TEXTO DE ORIGEM:

Faltava menos de uma hora para o início do concerto dos The National no palco principal do NOS Alive, esta sexta-feira, quando os irmãos e guitarristas Aaron e Bryce Dessner receberam o Observador no backstage. Escolhidos pelo quinteto americano para fazerem de porta-voz do grupo, os guitarristas da banda falaram da relação estreita com Portugal e com o público português, do tempo que têm de passar na estrada, longe das famílias, e de Donald Trump, um elefante tão grande na sala dos The National que levou Bryce a abandonar o país e mudar-se para França. “Não conseguia viver lá”, afirmou.
Têm vindo a Portugal muitas vezes nos últimos anos. Já tiveram oportunidade de cá vir em férias?
Bryce Dessner (B. D.): Já viemos uma vez. Não viemos, Aaron?
Aaron Dessner (A. D.): Passámos umas férias aqui. O Bryan [Devendorf], o nosso baterista, esteve aqui duas semanas. Este é um dos nossos sítios preferidos para tocar. Uns amigos nossos estão a fazer um projeto no norte da Europa que envolve construir pequenos sítios para fazer residências. Portanto, talvez no futuro possamos vir cá descontrair.
Quando vêm para os concertos, conseguem ter algum tempo livre para passearem? Ou é impossível?
A. D.: Passeamos muito, por acaso, e visitamos vários sítios. Quando estamos em Portugal, vamos a restaurantes, vamos a museus, damos umas corridas, saíamos à procura de uns cafés mais estranhos e recônditos… Já cohecemos alguns sítios cá!
Há alguns de que gostem mais?
A. D.: Ainda ontem… Onde é que fomos, Bryce? Como é que se chamava o sítio?
B. D.: [Depois de uma pausa] Era um restaurante fantástico numa colina…
A. D.: Não somos muito bons com nomes. Mas adoramos Lisboa, já cá viemos muitas vezes e é uma das cidades mais bonitas do mundo.
Costumam ser abordados por fãs?
A. D.: Costumamos, sim. Por algumas pessoas na rua, pelas pessoas nos aviões e pelo piloto [riros]. Mas não nos importamos.

(Registos de um conjunto de anotação de pontos)
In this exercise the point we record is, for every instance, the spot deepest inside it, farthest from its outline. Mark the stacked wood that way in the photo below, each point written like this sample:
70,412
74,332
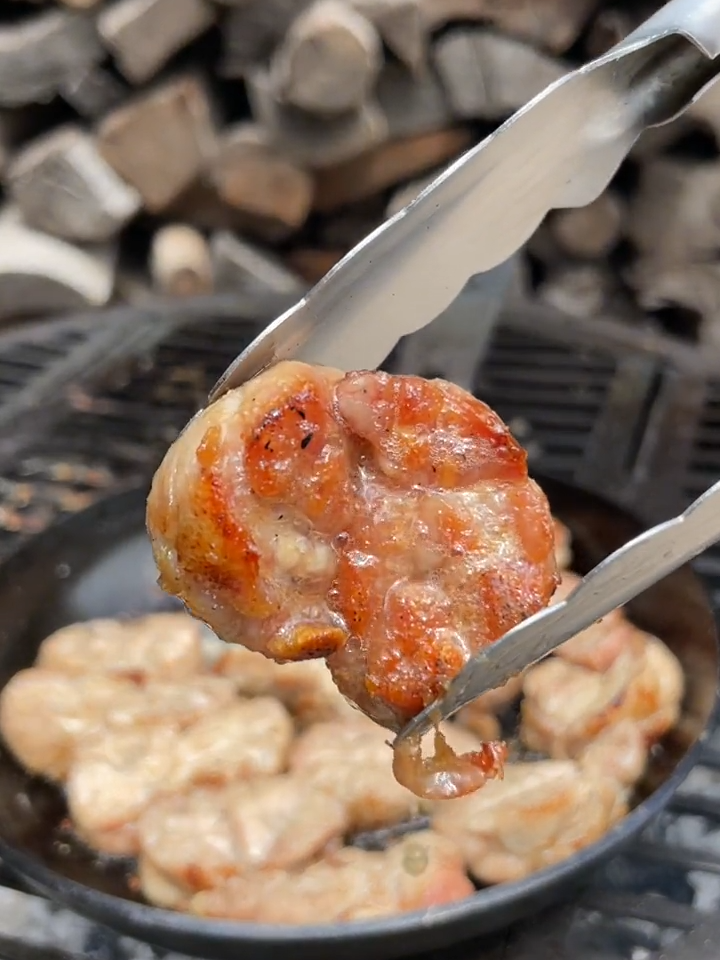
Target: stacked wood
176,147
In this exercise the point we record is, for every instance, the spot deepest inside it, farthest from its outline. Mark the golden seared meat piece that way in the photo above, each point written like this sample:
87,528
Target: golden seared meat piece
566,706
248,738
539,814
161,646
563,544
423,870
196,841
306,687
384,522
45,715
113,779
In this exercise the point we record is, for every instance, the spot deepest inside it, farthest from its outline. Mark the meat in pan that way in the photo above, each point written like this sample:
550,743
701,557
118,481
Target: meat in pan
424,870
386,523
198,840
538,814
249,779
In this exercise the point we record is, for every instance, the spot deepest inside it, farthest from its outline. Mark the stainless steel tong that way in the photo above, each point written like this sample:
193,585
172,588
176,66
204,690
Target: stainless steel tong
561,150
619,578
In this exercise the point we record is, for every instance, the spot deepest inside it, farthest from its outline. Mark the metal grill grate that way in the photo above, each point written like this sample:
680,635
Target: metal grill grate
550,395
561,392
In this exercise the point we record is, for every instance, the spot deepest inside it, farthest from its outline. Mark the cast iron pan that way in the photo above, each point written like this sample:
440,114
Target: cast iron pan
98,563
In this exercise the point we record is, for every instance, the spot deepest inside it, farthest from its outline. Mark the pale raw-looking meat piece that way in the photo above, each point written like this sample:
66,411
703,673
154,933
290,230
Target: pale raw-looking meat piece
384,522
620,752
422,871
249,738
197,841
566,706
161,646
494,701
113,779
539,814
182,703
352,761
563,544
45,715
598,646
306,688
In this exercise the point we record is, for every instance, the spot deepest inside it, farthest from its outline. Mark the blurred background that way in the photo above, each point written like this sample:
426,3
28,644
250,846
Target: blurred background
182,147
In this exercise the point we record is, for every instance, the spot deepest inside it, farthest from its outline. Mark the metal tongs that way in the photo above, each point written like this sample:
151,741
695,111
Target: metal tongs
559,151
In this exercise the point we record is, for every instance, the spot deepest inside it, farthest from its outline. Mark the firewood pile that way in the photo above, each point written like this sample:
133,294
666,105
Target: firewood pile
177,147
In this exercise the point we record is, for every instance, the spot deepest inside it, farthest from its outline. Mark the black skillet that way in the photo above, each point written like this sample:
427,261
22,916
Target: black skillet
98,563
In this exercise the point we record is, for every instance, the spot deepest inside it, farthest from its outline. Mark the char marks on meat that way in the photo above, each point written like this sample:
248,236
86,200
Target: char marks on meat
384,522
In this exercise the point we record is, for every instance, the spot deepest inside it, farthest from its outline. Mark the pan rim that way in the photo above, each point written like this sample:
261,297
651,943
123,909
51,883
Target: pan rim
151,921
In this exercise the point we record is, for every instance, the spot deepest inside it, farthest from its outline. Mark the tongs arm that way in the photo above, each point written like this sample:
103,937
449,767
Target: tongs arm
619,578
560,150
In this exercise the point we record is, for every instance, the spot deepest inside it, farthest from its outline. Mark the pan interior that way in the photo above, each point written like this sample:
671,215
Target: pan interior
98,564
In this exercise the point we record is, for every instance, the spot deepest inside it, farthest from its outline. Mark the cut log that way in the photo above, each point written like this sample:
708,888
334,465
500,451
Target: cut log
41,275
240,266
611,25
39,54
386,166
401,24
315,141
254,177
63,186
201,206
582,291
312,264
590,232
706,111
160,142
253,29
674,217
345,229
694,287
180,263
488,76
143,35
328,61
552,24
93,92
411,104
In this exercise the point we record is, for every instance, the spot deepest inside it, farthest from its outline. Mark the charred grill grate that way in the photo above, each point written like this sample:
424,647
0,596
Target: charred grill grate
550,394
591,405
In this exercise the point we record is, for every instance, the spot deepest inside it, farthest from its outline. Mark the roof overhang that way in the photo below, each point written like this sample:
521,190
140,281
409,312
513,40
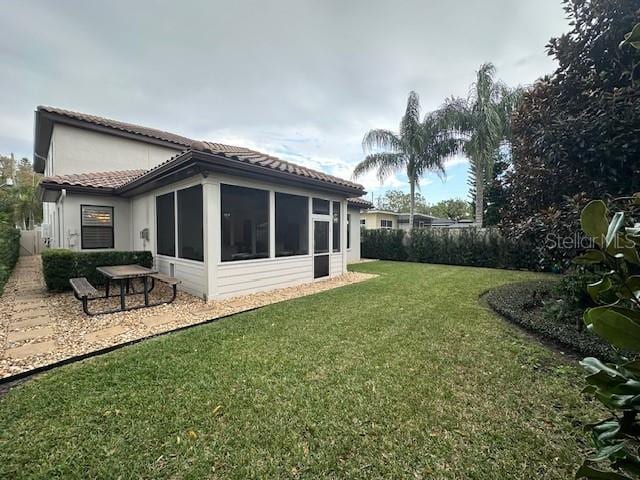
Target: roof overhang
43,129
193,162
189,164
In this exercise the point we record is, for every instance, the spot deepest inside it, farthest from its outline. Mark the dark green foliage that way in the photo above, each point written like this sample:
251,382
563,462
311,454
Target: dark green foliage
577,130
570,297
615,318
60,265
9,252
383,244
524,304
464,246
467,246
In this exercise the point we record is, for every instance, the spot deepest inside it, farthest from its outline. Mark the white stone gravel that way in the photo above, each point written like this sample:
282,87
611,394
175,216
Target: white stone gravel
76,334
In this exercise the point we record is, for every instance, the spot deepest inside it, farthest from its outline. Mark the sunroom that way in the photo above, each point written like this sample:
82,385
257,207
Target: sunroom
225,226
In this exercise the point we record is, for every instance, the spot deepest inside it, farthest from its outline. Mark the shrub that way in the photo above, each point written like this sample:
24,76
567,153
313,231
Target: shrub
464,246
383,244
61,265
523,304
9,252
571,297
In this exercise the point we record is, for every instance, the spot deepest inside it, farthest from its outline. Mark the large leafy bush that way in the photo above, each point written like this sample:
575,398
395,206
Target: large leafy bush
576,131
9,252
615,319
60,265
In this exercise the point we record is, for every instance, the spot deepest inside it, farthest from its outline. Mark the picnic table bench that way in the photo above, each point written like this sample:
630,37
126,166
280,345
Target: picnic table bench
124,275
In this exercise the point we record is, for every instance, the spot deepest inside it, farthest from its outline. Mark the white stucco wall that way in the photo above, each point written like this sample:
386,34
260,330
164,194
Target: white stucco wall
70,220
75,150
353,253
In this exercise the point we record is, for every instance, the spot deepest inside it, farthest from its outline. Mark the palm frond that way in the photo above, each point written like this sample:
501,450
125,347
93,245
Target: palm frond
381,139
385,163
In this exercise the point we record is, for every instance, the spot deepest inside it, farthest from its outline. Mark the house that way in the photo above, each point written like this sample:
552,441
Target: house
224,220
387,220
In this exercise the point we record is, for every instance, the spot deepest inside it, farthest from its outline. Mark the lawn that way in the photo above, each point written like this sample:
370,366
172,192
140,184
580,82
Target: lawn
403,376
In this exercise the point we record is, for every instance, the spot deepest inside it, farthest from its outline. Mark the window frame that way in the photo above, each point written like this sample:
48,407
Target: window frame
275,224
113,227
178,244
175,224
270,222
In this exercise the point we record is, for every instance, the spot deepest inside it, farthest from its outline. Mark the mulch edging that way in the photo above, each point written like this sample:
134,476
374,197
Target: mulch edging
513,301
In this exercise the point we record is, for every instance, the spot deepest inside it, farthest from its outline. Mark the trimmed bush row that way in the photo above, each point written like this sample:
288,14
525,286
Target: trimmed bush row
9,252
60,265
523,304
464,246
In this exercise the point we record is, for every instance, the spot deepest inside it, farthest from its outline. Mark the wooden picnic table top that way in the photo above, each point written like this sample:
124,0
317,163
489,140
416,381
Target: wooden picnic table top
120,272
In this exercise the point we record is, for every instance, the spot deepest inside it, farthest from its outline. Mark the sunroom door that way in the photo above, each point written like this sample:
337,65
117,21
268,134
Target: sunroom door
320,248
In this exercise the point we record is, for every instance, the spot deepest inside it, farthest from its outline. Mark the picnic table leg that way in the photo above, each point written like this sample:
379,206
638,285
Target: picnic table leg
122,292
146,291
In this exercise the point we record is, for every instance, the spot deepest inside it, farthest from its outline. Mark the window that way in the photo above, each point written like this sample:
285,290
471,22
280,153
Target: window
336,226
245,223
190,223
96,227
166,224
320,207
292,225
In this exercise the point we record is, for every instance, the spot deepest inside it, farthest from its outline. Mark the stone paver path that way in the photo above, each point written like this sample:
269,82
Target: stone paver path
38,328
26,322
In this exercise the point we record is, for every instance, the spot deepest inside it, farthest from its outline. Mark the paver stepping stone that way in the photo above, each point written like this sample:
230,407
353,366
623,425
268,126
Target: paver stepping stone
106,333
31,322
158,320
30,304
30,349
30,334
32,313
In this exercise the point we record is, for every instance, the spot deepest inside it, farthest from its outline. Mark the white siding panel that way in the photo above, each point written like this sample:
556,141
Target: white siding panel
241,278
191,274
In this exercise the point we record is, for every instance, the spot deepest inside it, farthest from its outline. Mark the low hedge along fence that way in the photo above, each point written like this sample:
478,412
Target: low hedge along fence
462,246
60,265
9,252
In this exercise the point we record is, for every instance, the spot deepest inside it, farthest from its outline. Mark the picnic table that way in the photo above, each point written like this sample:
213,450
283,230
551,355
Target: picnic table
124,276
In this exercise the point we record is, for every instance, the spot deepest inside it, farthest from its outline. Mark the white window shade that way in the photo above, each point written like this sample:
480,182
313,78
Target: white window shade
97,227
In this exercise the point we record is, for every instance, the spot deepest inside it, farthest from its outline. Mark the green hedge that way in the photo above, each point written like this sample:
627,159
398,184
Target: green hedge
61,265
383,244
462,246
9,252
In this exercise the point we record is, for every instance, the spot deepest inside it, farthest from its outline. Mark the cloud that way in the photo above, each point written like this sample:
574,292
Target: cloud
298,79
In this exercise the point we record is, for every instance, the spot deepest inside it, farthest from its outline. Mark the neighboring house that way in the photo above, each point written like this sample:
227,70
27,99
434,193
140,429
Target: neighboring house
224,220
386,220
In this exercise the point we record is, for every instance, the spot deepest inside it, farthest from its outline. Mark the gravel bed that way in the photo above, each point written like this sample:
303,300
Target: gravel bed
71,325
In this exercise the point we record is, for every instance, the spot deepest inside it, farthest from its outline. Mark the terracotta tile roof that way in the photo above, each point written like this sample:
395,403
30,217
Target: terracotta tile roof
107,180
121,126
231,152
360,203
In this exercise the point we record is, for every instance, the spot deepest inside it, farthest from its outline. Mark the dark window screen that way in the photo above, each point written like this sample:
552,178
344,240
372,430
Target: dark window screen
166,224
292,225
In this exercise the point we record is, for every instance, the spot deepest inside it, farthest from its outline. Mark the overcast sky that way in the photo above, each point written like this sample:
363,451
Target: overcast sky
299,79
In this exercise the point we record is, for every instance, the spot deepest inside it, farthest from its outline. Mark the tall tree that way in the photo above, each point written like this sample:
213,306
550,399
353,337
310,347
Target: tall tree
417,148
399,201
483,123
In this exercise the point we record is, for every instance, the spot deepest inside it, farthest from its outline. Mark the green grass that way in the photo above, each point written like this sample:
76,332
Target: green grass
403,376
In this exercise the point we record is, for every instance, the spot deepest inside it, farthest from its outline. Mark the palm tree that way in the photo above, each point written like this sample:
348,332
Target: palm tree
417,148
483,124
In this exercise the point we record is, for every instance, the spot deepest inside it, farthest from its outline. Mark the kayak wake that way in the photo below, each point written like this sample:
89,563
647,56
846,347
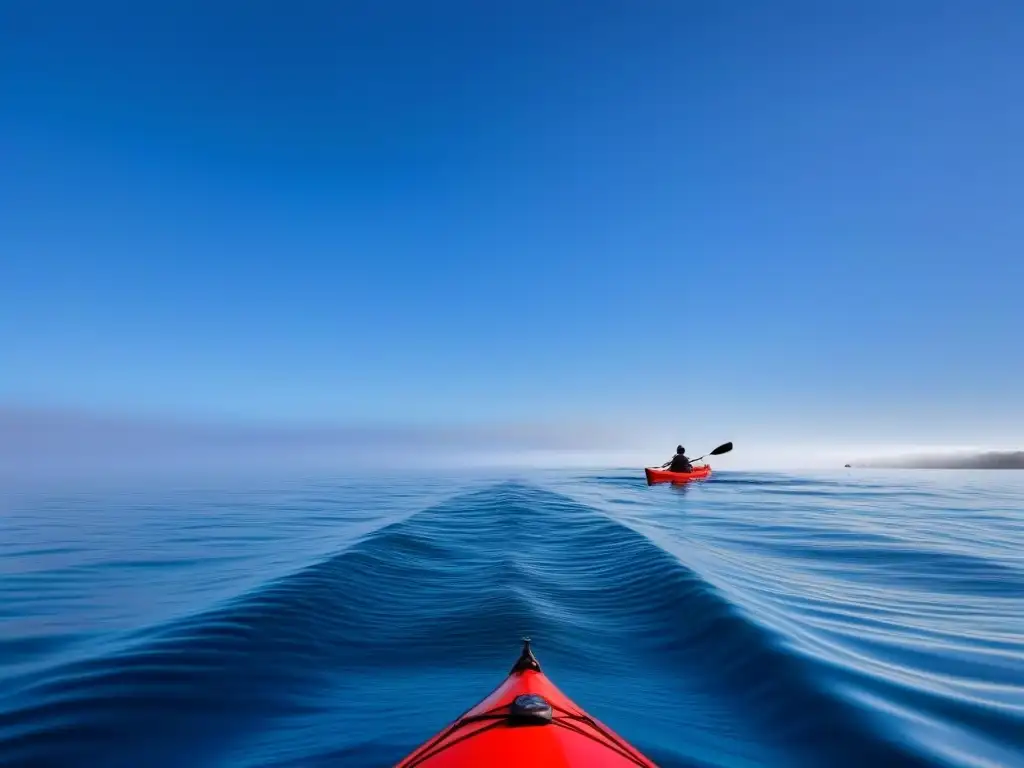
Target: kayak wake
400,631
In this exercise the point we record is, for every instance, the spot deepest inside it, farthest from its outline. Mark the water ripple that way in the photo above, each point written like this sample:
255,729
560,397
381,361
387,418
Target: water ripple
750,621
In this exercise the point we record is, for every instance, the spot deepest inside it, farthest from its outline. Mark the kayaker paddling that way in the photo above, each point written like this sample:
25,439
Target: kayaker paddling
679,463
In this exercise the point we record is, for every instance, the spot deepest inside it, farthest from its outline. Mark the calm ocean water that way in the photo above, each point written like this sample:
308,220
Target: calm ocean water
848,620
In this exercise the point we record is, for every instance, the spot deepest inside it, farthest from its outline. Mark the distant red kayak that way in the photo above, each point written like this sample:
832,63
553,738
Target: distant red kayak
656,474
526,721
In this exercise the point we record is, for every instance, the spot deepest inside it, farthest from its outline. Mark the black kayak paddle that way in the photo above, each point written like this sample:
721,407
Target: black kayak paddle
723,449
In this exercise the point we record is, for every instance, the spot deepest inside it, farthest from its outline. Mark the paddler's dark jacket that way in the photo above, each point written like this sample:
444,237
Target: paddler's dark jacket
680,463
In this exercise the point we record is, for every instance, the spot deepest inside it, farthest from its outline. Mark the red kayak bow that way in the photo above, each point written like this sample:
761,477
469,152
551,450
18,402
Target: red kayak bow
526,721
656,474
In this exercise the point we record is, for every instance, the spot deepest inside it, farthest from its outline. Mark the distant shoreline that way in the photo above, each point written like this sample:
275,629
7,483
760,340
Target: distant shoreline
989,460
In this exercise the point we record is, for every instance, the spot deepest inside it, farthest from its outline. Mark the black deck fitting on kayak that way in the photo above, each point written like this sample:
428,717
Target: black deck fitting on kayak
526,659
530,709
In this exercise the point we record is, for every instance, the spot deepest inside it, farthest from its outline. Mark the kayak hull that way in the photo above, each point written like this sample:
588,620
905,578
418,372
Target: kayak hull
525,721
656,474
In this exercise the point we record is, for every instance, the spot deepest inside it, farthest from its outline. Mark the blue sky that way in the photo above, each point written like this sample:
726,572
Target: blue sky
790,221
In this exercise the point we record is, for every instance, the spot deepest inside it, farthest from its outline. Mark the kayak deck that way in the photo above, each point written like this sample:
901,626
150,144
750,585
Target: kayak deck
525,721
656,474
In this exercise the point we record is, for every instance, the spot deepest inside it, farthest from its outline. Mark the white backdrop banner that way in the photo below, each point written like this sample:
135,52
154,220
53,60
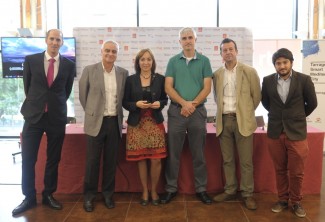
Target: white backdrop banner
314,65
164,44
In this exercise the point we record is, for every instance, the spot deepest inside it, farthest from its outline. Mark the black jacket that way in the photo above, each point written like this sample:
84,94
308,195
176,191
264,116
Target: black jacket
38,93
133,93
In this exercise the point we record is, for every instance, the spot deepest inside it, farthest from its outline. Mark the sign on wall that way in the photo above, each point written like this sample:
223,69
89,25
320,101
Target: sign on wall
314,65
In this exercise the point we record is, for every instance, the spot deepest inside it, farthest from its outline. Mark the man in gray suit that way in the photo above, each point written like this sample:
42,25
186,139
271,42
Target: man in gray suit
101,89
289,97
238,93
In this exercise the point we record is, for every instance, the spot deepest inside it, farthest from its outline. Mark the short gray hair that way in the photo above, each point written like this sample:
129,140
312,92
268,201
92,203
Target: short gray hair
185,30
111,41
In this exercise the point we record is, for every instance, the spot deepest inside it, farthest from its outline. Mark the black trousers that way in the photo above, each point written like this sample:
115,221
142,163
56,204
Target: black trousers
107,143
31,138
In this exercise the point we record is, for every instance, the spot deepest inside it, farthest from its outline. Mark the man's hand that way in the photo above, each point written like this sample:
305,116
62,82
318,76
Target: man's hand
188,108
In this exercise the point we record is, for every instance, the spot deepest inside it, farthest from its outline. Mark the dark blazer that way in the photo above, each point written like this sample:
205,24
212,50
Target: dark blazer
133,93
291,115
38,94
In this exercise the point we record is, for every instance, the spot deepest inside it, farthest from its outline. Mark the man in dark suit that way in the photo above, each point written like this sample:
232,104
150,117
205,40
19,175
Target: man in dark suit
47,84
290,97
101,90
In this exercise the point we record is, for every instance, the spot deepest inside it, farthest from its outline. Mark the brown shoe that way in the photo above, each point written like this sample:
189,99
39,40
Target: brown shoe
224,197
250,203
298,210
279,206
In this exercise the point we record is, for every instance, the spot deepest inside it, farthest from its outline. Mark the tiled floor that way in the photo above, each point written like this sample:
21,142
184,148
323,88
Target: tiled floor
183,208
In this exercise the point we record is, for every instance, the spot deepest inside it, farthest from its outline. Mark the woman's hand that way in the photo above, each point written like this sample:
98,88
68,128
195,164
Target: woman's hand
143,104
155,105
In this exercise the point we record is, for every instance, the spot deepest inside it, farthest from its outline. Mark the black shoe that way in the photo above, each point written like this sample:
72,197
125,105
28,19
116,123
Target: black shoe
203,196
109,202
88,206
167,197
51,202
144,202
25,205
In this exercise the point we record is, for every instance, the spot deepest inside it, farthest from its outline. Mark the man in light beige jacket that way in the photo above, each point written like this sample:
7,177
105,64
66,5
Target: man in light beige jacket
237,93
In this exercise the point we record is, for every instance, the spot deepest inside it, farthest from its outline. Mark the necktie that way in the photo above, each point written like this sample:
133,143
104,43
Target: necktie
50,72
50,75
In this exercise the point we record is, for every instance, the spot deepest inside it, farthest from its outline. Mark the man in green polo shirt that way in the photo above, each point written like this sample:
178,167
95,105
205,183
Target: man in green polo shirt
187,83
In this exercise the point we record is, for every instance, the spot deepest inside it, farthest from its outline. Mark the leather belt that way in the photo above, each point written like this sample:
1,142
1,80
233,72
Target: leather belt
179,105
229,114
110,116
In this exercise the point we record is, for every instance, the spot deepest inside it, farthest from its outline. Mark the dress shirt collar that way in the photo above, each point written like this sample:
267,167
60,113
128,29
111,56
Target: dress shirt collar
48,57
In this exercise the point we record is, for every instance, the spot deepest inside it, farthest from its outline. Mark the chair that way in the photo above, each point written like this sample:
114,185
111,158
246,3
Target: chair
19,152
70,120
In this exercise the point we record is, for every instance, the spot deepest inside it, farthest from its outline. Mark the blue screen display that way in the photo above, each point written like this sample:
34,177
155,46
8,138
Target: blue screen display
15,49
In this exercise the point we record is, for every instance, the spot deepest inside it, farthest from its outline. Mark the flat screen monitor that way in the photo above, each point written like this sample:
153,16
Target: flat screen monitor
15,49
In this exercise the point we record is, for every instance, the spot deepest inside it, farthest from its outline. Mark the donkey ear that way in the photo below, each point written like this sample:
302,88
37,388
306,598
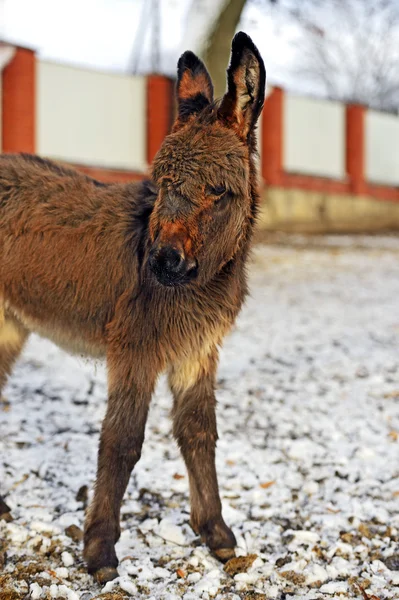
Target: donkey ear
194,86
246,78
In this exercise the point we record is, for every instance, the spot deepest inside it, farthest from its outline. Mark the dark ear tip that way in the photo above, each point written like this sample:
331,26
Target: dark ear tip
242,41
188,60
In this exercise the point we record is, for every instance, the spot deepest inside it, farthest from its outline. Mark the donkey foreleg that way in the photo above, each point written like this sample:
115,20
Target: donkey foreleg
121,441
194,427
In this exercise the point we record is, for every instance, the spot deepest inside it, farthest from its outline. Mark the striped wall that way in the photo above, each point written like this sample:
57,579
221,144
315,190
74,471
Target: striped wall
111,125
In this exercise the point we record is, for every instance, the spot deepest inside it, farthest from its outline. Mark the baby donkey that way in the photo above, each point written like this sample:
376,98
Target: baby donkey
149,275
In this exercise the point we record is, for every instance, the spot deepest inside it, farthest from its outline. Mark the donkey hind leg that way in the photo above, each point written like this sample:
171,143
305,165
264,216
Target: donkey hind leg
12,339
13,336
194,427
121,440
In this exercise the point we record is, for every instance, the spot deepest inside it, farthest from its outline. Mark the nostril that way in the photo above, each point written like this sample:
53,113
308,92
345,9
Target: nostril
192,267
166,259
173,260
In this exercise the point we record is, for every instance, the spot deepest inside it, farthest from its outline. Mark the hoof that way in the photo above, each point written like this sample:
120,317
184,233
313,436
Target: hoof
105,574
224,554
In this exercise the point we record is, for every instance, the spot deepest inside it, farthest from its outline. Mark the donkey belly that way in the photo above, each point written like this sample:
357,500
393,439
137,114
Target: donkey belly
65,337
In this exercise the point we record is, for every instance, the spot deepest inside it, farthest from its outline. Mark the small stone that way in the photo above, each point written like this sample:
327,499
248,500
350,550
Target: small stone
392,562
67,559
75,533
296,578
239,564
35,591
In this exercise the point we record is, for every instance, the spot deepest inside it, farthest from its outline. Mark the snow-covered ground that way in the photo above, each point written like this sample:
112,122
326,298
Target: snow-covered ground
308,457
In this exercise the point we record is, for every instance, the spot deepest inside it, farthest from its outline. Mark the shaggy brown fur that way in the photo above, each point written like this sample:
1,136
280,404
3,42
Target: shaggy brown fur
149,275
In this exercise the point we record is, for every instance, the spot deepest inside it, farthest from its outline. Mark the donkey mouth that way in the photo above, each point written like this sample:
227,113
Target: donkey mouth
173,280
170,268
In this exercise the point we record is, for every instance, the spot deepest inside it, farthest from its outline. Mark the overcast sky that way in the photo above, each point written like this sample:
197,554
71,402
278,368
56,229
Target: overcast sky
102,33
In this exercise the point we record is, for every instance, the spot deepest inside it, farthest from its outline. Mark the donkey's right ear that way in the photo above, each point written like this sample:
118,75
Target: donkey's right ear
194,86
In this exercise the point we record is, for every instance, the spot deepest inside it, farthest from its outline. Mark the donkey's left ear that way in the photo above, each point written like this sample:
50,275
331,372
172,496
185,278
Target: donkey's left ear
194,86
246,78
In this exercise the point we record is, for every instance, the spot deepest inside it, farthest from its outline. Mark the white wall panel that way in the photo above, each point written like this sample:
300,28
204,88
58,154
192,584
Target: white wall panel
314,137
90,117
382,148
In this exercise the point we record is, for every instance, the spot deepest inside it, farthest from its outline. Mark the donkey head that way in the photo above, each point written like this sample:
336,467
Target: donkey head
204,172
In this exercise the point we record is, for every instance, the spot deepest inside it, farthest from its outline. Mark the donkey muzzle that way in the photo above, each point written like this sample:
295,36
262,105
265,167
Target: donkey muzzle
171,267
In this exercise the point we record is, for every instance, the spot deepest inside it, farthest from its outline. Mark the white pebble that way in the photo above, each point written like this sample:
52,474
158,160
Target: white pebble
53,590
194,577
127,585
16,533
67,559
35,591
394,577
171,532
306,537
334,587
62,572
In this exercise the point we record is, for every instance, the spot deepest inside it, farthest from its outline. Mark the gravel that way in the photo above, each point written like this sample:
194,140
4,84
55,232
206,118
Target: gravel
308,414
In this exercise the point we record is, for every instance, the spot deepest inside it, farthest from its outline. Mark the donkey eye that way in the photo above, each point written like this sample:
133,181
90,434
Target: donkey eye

INSTRUÇÕES:
1. Responda às seguintes perguntas com base na entrevista:
(a) Em que local do NOS Alive os irmãos Dessner receberam o Observador?
(b) Quanto tempo esteve em Portugal o baterista do grupo?
(c) Que cidade é descrita como uma das mais bonitas do mundo?
2. Cite a entrevista desde "A. D.: Passeamos" até "que gostem mais?", inclusive.

RESPOSTAS RESOLVIDAS:
1.
(a) No backstage.
(b) Duas semanas.
(c) Lisboa.

2.
A. D.: Passeamos muito, por acaso, e visitamos vários sítios. Quando estamos em Portugal, vamos a restaurantes, vamos a museus, damos umas corridas, saíamos à procura de uns cafés mais estranhos e recônditos… Já cohecemos alguns sítios cá!
Há alguns de que gostem mais?